*** Input material

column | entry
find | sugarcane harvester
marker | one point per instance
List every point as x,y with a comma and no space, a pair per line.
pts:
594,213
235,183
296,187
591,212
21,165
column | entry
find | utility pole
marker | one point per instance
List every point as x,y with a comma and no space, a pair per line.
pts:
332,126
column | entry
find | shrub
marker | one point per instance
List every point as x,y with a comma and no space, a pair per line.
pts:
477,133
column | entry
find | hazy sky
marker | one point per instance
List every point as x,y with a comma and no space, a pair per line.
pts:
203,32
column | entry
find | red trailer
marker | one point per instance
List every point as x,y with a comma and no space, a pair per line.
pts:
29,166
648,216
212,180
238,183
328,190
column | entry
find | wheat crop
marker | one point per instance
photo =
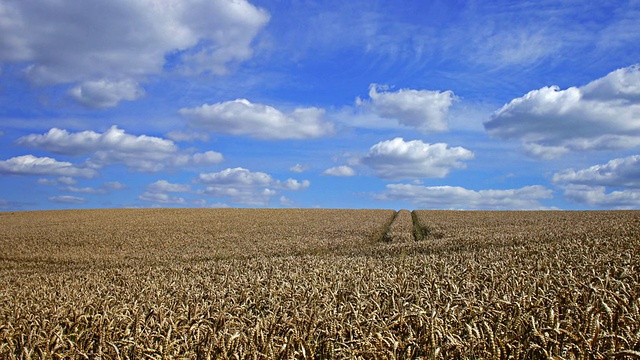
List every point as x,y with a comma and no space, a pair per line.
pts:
265,284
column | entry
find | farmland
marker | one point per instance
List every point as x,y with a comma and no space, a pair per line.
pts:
291,283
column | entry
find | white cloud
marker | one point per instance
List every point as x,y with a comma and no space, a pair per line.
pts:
31,165
162,198
602,115
342,170
598,197
621,172
63,42
424,110
293,184
67,180
67,199
242,117
398,159
114,185
245,187
453,197
298,168
162,186
589,186
106,93
114,146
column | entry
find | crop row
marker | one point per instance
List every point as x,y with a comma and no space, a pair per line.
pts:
504,285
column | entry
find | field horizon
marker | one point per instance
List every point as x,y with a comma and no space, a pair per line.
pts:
319,283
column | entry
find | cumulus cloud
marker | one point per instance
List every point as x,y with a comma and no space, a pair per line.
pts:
114,146
424,110
602,115
165,186
64,42
67,199
242,117
162,198
621,172
589,186
32,165
105,93
342,170
453,197
597,196
398,159
246,187
299,168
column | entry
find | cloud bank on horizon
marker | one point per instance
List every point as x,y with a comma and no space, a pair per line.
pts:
217,103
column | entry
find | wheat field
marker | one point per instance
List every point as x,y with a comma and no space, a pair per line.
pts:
291,283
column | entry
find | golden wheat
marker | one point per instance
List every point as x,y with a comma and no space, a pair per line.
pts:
231,283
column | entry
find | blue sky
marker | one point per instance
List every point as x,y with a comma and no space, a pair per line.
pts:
332,104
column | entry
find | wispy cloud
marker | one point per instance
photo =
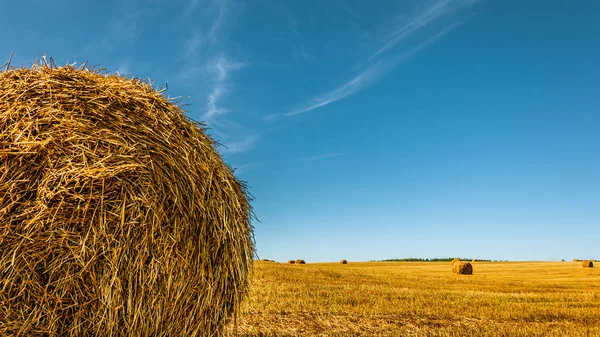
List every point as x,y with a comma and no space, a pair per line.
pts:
322,156
369,76
220,70
243,145
408,27
242,169
376,69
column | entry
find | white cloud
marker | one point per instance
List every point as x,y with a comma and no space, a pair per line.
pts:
241,145
369,76
322,156
377,69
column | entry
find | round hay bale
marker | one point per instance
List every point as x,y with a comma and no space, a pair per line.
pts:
118,217
464,268
587,263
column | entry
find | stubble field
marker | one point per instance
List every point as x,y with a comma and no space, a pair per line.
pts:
421,299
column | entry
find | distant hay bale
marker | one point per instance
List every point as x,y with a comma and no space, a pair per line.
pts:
587,263
464,268
118,217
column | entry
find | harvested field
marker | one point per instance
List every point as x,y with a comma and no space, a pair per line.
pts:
422,299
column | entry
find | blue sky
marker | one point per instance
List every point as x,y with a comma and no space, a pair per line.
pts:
371,129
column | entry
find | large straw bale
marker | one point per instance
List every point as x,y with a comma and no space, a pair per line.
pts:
118,217
462,267
587,263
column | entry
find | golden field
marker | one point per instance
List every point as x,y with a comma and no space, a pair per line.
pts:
421,299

******

Report the number of lines in the entries above that include the string "golden". Give nothing but the number.

2